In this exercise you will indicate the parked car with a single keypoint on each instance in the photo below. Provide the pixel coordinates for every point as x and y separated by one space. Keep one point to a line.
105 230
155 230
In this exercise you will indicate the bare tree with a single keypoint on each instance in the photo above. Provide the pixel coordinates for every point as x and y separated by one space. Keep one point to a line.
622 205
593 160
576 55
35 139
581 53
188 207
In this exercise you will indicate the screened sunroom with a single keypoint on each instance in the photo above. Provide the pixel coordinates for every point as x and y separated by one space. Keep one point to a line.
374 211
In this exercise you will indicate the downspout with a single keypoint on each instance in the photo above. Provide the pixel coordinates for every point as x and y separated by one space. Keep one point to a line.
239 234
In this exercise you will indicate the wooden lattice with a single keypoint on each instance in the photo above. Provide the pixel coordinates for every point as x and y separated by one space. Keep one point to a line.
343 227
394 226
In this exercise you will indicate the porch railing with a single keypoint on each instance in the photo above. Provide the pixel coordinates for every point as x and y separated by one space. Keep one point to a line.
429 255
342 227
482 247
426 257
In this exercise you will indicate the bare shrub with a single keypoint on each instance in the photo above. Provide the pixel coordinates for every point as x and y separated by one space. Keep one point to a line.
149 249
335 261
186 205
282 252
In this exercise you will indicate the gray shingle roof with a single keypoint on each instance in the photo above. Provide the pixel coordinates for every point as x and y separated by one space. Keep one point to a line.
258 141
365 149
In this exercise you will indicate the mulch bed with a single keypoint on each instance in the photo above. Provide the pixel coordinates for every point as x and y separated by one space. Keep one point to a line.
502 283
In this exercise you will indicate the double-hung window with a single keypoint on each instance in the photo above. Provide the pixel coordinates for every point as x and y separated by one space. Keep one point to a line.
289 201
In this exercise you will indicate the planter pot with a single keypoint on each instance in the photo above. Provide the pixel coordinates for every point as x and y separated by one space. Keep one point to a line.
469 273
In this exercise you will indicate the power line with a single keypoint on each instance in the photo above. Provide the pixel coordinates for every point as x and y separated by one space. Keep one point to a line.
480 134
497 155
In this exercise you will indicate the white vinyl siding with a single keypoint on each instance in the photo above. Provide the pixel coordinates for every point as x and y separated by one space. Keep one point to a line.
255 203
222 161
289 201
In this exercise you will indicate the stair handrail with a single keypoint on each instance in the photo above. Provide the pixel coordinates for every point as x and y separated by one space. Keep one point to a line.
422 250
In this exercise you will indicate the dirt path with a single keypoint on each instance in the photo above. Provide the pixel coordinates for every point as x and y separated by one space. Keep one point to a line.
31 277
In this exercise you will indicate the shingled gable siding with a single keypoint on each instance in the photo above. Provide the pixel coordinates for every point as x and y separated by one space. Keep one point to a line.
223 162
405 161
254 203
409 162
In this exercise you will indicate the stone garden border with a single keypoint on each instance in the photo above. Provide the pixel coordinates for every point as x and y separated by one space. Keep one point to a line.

::::::::

• WHAT YOU SHOULD DO:
Copy out all of the lines above exactly.

• EXERCISE RESULT:
In this exercise you will indicate the parked car with a single keypoint on each instance in the photo below. Provide the pixel coordinates for every point as x and y separated by one space. Keep one point to a line.
105 230
155 230
In this exercise you will indicate the bare tree with a single keypoint on each instance in the photo above. Provide the pixel coordinates for every point as x and y separated by one space. Keep one point to a line.
622 205
593 160
576 55
35 139
581 53
188 207
In this exercise you will indicate the screened sunroom with a single keypoint on each instance in the photo above. Provide the pixel coordinates for every point as x and y separated by one space. Keep one point to a line.
374 211
In this exercise you will indicate the downspout with a single keypoint on each instance in the photo above. Provide the pixel coordinates for every point as x and y separated by one space. Keep one point to a line.
239 234
In this exercise you will indicate the wooden lattice with a single keypoint on each instance in the photo above. Provide the pixel coordinates for every point as x and y separated by one space. Keep one point to a line.
343 227
394 226
In this exercise you will indicate the porch railing with a single keypoint on each instance in the photo above. Provide the pixel coordinates for every point as x and y separated by one space. Keep one point to a line.
429 255
342 227
482 247
426 257
In this exercise you will indicate the bare shrub with a single keypoint on each instance in the photo above. Provide the pixel coordinates for every point as x and y separated by one space. Keep one point to a line.
149 249
335 261
186 205
282 252
In this exercise you will indicate the gray shingle roof with a single keypoint on each instance in the photo above. Provide the pixel coordinates for every point as x and y separated by one space. Keep one point to a line.
258 141
365 149
In this exercise you will indicate the mulch bed with a single keypoint on each instance in the photo above. Provide the pixel coordinates for every point as x and y separated by one space. Keep one point to a line.
502 283
In this exercise you will indicate the double-hung window with a single keypoint on each instance in the photo above. Provide the pixel coordinates for every point as x and y separated by one space. Keep one point to a line.
289 201
In this exercise you will indicate the planter pot with a single keypoint on each instance in the photo above. Provide the pixel coordinates for every point as x and y separated by one space. Keep one point to a line.
469 273
In this exercise you will indicate the power line with a single keypoint on each instance in the photo above. Provide the pixel coordinates for every point as x and y separated by one space. Keep one point to a line.
480 134
497 155
In this exercise you will indicate the white vinyl siding with a single keypoint on each instance in the photo above. Provide the pixel coordinates for every point as x and y separated by one space. Keep one point to a line.
255 203
222 161
289 201
In this exercise you will indicate the stair handrail with a single keypoint on each instance in the photo above. Provide the pixel coordinates for every point as x and y separated by one space. Keep one point to a line.
422 250
In this exercise you will indicate the dirt path with a single keypoint on each instance in the photo above. Provide the pixel coordinates for every point as x and y separated by one space. Keep one point to a line.
31 277
In this exercise you will indicate the shingled gable siding with a single keypoint on each instance in the photo above. Provide the pixel coordinates for every point as x and y separated by one space. Keep one point to a line.
223 162
405 161
254 203
409 162
In this exercise you will indicate the stone garden border with a single keypoint on each instance in the photo above. Provide the pixel coordinates for every point as x and y separated by one space. Keep one point to a line.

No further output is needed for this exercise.